─── DATA EXCERPTS ───

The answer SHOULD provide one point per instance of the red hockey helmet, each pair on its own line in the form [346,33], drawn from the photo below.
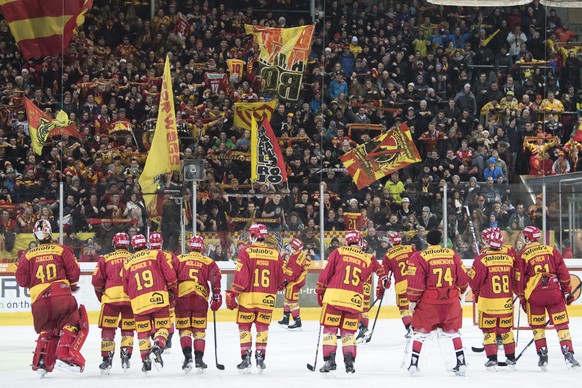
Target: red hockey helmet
[121,240]
[296,245]
[43,230]
[531,234]
[139,242]
[196,243]
[156,240]
[258,231]
[353,237]
[395,238]
[495,240]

───

* _WHAT THE TASK REQUIRES_
Write the records above out again exactly, but not the pictures.

* _YOUR RESPONSE_
The answer SHOULD provide one point per instance of the red hockey helmet, each pair on its own line in the form [346,33], drawn from the photo below.
Target: red hockey helmet
[121,240]
[296,245]
[43,230]
[531,234]
[139,242]
[196,243]
[156,240]
[258,231]
[353,237]
[395,238]
[495,240]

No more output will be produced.